_Stored data entries:_
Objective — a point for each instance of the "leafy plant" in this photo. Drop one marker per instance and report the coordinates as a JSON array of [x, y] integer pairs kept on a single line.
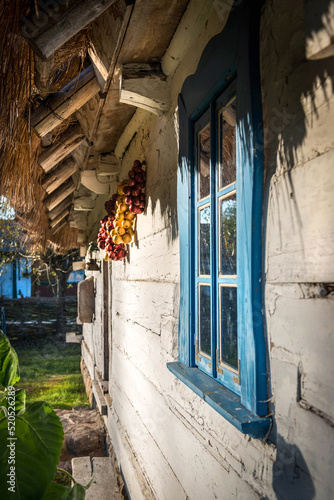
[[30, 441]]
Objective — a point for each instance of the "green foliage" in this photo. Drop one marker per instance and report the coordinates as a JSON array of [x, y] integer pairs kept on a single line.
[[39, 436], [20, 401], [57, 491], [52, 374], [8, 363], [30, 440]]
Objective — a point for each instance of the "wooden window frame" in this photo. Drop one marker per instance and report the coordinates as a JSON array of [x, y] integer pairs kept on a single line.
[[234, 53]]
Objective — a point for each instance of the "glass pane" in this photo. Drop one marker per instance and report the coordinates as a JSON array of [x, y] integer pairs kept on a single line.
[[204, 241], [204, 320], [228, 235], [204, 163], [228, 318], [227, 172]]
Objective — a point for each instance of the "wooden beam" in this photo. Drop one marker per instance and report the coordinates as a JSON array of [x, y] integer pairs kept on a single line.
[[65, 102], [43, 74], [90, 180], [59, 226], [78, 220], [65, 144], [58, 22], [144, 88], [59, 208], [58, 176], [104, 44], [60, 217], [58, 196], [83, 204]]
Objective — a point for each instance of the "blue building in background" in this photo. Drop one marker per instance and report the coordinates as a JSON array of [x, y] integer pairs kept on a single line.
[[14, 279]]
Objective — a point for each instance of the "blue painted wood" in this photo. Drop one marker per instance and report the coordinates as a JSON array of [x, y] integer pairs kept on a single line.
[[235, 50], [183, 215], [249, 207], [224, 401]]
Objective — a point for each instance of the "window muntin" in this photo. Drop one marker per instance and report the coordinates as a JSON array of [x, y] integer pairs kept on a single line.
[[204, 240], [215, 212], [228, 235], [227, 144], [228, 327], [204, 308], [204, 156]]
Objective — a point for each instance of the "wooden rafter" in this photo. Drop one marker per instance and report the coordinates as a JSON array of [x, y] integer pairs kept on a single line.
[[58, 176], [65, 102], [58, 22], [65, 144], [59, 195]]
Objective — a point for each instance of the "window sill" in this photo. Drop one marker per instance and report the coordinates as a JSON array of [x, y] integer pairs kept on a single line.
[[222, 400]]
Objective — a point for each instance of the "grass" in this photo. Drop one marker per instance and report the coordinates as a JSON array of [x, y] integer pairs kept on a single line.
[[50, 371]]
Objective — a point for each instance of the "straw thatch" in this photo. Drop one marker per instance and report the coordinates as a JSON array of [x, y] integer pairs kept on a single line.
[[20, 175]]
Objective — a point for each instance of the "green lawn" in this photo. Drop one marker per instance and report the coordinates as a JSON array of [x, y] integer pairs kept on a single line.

_Work instructions:_ The answer is the entries above, given again exactly, with no pictures among them.

_Answer section:_
Objective — a point for each instance of the "leafy plant" in this photo. Drop one marker per instance and report the coordinates as a JSON array of [x, y] integer pairs kept on a single line.
[[30, 441]]
Objective — a point for each instance of the "green foliage" in this photo. Drop one marker per instance and report the coordinates as a JSON array of [x, y] integer pairs kept on a single line.
[[39, 436], [20, 401], [57, 491], [52, 374], [8, 363], [30, 440]]
Objective — a point for each instance of the "wooden window frame" in this photo. Drop one marker per instance and report the coordinates as a JSON array of [x, y] integer pairs kept on a single line.
[[234, 53]]
Objective — a point for each instance of the "glass pane" in this photo. Drop one marker per instance and report the coordinates as a JSON array of [x, y] integer pairs kept on a single line.
[[204, 241], [204, 320], [228, 235], [204, 163], [228, 318], [227, 172]]
Objective — a point for each instance of the "wooden beam" in this photo. Drop one marker per instance and report the coordinates as a JSON array of [x, y] integer pairs kept on a single line.
[[65, 102], [43, 74], [90, 180], [59, 226], [78, 220], [65, 144], [58, 22], [144, 88], [59, 208], [58, 176], [104, 44], [60, 217], [58, 196], [83, 204]]
Objective — a point for each instance of the "blue building in background" in this photo. Drop one marker per instance and report the coordinates as a JSON array of [x, y] integer pairs kept on a single line.
[[14, 279]]
Objective — a point for each instance of the "blue painted wood" in this photo. Drop one marker per instance and report the coordinates as a JSON array of [x, y] integer pairs kept on a single line.
[[235, 50], [183, 215], [249, 207], [224, 401]]
Objective — a point for each instance of the "window muntin" in this photo. Drop one marker per instance and report the coordinates as a JSON array of [x, y] integer pairs kept on a single line.
[[204, 240], [215, 212], [228, 235], [227, 144], [228, 327], [204, 308], [204, 156]]
Objective — a point for each instance of the "wooden rafter" in this photo. Drop one marker per instance and report the coordinates as a JSON array of [x, y] integer pairs kept on a single line.
[[58, 176], [65, 102], [58, 22], [65, 144], [59, 195]]
Objective — a point for each instance of the "window sill" in this photo. Drop one marker per instance and report the coordinates as a JSON array of [x, y] integer pairs kept on a single line.
[[222, 400]]
Objective — a point for each instance of the "grass" in this photo. Drop one marker per instance and report the coordinates as a JSON array of [x, y] integer pairs kept on a single line.
[[50, 371]]
Objective — a point for each instance of the "straw thatch" in this photo. Drop one marker per instance and report the coordinates as a JSON array of [x, y] integer pairs kept on a single line.
[[20, 175]]
Objective — a point for each instance of the "green lawn" in this photo. Drop one marker per instance and report the coordinates as a JSON array of [x, y] integer pairs kept on a single line.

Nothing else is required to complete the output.